GIVEN ENTRIES:
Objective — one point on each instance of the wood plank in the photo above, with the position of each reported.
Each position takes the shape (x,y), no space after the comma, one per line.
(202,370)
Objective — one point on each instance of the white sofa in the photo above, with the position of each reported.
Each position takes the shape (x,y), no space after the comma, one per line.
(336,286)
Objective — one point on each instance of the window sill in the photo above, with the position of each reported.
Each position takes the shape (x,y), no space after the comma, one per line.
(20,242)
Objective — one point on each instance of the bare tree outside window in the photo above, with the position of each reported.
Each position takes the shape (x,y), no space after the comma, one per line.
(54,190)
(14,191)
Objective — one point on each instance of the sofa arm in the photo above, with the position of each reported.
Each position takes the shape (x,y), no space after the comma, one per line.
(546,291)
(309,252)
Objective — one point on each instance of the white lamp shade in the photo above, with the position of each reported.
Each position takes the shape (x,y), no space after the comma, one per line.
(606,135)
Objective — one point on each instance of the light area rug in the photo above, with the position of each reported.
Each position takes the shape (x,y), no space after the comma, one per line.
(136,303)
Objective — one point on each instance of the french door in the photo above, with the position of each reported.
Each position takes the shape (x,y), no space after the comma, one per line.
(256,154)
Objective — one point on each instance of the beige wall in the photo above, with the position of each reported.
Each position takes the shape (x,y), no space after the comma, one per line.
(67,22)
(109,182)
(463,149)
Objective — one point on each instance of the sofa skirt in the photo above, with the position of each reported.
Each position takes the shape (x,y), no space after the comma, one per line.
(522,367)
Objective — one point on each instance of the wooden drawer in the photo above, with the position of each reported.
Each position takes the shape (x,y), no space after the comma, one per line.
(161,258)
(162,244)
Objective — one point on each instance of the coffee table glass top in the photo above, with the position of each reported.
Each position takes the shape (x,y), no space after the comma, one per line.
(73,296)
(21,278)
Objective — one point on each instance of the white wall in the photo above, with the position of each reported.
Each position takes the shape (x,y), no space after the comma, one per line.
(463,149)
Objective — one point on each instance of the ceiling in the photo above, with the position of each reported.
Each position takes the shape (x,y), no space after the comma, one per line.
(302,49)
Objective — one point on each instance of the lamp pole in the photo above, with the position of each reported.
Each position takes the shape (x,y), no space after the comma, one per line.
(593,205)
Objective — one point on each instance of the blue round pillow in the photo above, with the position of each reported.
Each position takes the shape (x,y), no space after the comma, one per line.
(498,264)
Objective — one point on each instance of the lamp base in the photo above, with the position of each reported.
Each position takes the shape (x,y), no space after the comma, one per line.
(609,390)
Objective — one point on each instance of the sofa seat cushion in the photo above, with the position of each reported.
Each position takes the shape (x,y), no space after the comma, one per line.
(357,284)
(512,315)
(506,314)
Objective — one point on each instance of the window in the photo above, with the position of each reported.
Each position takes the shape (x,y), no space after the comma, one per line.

...

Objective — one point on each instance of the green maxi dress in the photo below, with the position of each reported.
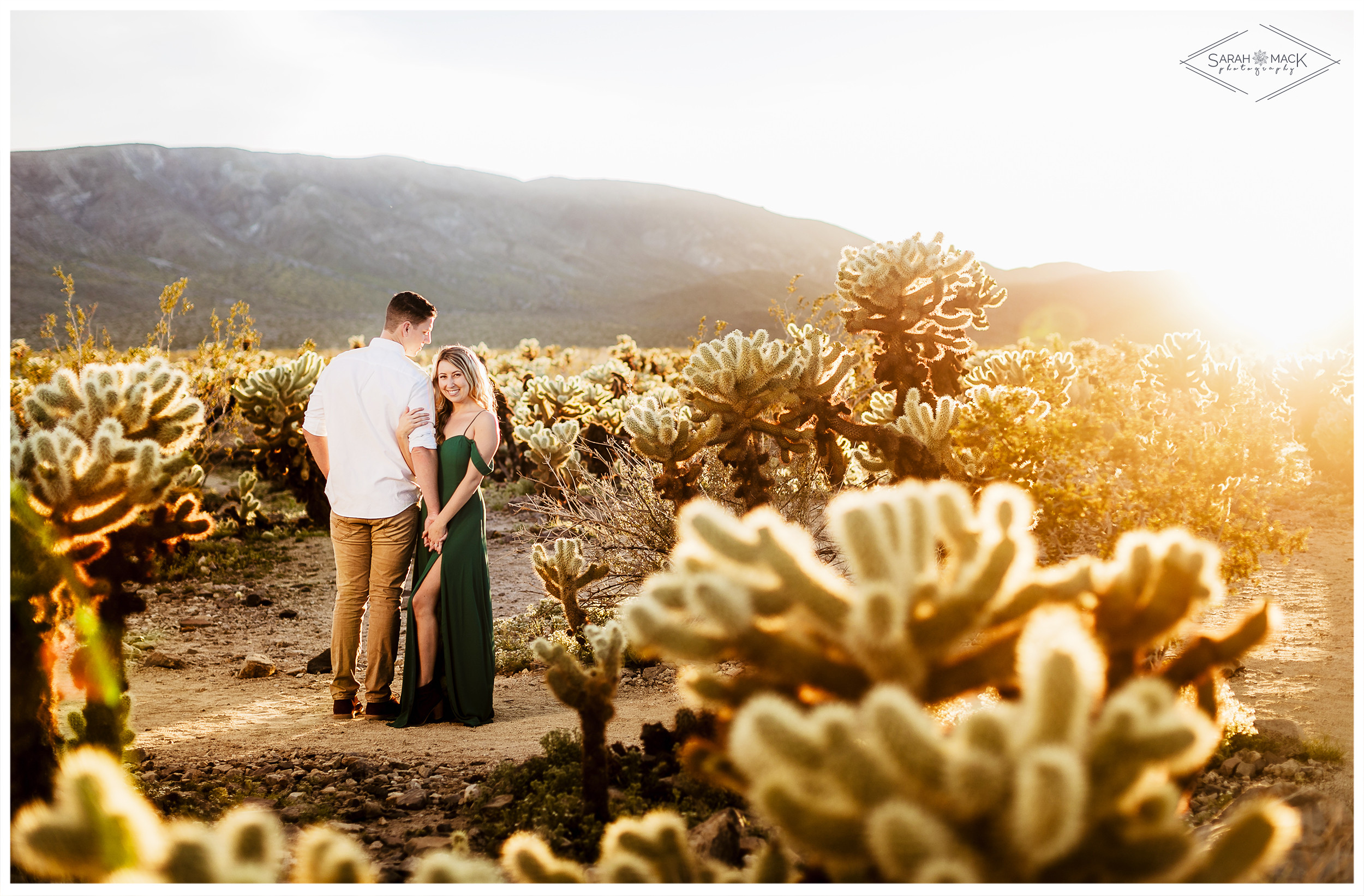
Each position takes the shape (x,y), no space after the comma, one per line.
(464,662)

GIVEN PROBLEM:
Identify each line in the records above that contains the word "wall", and copy every such line in full. Case counts when matching.

REPLY:
Objective — one point on each instance of the beige wall in the photo above, with the position of each reported.
Objective — one point on each instance of the white wall in the photo above, with the position of each reported.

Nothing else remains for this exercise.